An exact copy of all the data below is required.

━━━ TASK INPUT

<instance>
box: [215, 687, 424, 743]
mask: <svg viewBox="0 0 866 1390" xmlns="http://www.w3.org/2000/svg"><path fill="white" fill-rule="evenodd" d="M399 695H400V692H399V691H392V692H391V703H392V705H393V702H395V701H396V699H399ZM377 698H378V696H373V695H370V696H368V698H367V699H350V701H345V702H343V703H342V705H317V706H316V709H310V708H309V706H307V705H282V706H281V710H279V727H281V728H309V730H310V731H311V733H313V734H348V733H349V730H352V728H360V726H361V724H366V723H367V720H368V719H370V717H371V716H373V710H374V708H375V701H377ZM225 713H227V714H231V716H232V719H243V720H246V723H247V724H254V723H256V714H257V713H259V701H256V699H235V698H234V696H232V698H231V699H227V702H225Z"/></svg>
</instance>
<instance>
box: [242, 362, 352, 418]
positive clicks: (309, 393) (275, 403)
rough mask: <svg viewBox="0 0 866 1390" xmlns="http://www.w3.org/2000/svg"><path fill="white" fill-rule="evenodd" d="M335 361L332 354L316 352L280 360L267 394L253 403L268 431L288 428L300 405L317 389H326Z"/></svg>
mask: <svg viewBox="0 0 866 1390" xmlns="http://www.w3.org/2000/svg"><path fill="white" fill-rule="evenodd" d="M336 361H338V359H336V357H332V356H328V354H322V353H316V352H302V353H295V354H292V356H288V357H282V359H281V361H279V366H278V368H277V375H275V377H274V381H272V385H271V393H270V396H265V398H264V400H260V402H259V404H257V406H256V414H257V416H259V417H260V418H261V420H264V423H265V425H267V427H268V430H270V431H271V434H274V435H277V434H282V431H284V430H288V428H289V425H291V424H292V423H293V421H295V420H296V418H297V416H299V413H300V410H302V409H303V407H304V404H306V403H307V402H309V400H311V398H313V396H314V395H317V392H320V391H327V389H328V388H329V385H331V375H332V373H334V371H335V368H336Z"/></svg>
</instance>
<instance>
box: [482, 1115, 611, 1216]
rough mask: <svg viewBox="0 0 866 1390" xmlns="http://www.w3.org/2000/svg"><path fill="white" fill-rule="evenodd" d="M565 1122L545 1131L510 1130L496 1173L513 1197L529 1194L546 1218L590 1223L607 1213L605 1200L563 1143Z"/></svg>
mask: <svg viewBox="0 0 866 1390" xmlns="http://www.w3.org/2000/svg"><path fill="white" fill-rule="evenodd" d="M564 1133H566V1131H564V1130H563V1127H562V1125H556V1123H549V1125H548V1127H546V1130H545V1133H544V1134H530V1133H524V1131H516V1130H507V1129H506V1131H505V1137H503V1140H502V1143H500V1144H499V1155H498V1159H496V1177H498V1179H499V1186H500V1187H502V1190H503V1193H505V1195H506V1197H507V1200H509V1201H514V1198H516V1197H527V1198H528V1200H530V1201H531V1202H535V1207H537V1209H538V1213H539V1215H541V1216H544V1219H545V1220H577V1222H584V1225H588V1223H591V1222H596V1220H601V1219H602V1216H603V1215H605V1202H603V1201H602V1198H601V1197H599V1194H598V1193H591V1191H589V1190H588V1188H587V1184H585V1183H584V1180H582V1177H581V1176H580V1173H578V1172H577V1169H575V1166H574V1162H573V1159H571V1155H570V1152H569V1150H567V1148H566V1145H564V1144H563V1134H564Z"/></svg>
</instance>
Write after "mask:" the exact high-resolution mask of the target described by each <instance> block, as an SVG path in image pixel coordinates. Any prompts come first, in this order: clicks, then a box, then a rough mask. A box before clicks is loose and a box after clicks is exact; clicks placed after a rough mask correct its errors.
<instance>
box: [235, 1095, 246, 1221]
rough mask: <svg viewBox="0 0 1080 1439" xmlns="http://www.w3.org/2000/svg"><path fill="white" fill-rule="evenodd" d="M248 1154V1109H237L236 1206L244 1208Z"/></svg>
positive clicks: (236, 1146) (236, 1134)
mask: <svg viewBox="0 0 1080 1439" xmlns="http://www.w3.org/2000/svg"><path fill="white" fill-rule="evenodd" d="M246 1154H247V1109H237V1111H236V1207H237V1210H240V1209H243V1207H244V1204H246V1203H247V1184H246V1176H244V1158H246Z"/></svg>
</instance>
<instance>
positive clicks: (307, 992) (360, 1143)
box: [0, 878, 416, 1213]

━━━━━━

* _RESPONSE BELOW_
<instance>
box: [215, 687, 424, 743]
mask: <svg viewBox="0 0 866 1390" xmlns="http://www.w3.org/2000/svg"><path fill="white" fill-rule="evenodd" d="M399 695H400V692H399V691H392V692H391V703H392V705H393V702H395V701H396V699H399ZM377 698H378V696H373V695H370V696H368V698H367V699H350V701H345V702H343V703H342V705H317V706H316V709H310V708H309V706H307V705H282V706H281V710H279V727H281V728H309V730H310V731H311V733H313V734H348V733H349V730H352V728H360V726H361V724H366V723H367V720H368V719H370V717H371V716H373V710H374V708H375V701H377ZM225 713H227V714H231V716H232V719H243V720H246V723H247V724H254V723H256V714H257V713H259V701H256V699H235V698H234V696H232V698H231V699H227V702H225Z"/></svg>
</instance>
<instance>
box: [242, 362, 352, 418]
positive clicks: (309, 393) (275, 403)
rough mask: <svg viewBox="0 0 866 1390" xmlns="http://www.w3.org/2000/svg"><path fill="white" fill-rule="evenodd" d="M335 361L332 354L316 352L280 360L267 394L253 403L268 431L288 428L300 405L317 389H326Z"/></svg>
mask: <svg viewBox="0 0 866 1390" xmlns="http://www.w3.org/2000/svg"><path fill="white" fill-rule="evenodd" d="M336 361H338V359H336V357H332V356H328V354H322V353H316V352H302V353H295V354H292V356H288V357H282V359H281V361H279V366H278V368H277V375H275V377H274V381H272V385H271V393H270V396H265V398H264V400H260V402H259V404H257V406H256V414H257V416H259V417H260V418H261V420H264V423H265V425H267V427H268V430H270V431H271V434H274V435H277V434H282V431H284V430H288V428H289V425H291V424H292V423H293V421H295V420H296V418H297V416H299V413H300V410H302V409H303V407H304V404H306V403H307V402H309V400H311V398H313V396H314V395H317V392H320V391H327V389H328V388H329V385H331V375H332V373H334V371H335V368H336Z"/></svg>
</instance>
<instance>
box: [482, 1115, 611, 1216]
rough mask: <svg viewBox="0 0 866 1390" xmlns="http://www.w3.org/2000/svg"><path fill="white" fill-rule="evenodd" d="M565 1122L545 1131L510 1130L496 1173L513 1197L529 1194L546 1218L590 1223L607 1213L605 1200L563 1143Z"/></svg>
mask: <svg viewBox="0 0 866 1390" xmlns="http://www.w3.org/2000/svg"><path fill="white" fill-rule="evenodd" d="M564 1133H566V1131H564V1130H563V1127H562V1125H556V1123H549V1125H548V1127H546V1130H545V1133H544V1134H530V1133H524V1131H516V1130H507V1129H506V1131H505V1137H503V1140H502V1143H500V1144H499V1155H498V1159H496V1177H498V1179H499V1186H500V1187H502V1190H503V1193H505V1195H506V1197H507V1200H509V1201H514V1198H516V1197H527V1198H528V1200H530V1201H531V1202H535V1207H537V1209H538V1213H539V1215H541V1216H544V1219H545V1220H577V1222H584V1225H588V1223H591V1222H596V1220H601V1219H602V1216H603V1215H605V1202H603V1201H602V1198H601V1197H599V1194H598V1193H591V1191H589V1190H588V1188H587V1184H585V1183H584V1180H582V1177H581V1176H580V1173H578V1172H577V1169H575V1166H574V1162H573V1159H571V1155H570V1152H569V1150H567V1148H566V1145H564V1144H563V1134H564Z"/></svg>
</instance>
Write after "mask:" the exact high-resolution mask of the target described by each <instance> block, as an SVG path in image pixel coordinates. Any prompts come first, in this order: clicks, then a box, then a rough mask. A box before clicks is loose and a box after clicks is exact; clicks placed after a rough mask correct its errors.
<instance>
box: [235, 1095, 246, 1221]
rough mask: <svg viewBox="0 0 1080 1439" xmlns="http://www.w3.org/2000/svg"><path fill="white" fill-rule="evenodd" d="M248 1154V1109H237L236 1206L244 1208Z"/></svg>
positive clicks: (236, 1146) (236, 1134)
mask: <svg viewBox="0 0 1080 1439" xmlns="http://www.w3.org/2000/svg"><path fill="white" fill-rule="evenodd" d="M246 1154H247V1109H237V1111H236V1207H237V1210H240V1209H243V1207H244V1204H246V1203H247V1184H246V1176H244V1158H246Z"/></svg>
</instance>
<instance>
positive clicks: (307, 992) (360, 1143)
box: [0, 878, 416, 1213]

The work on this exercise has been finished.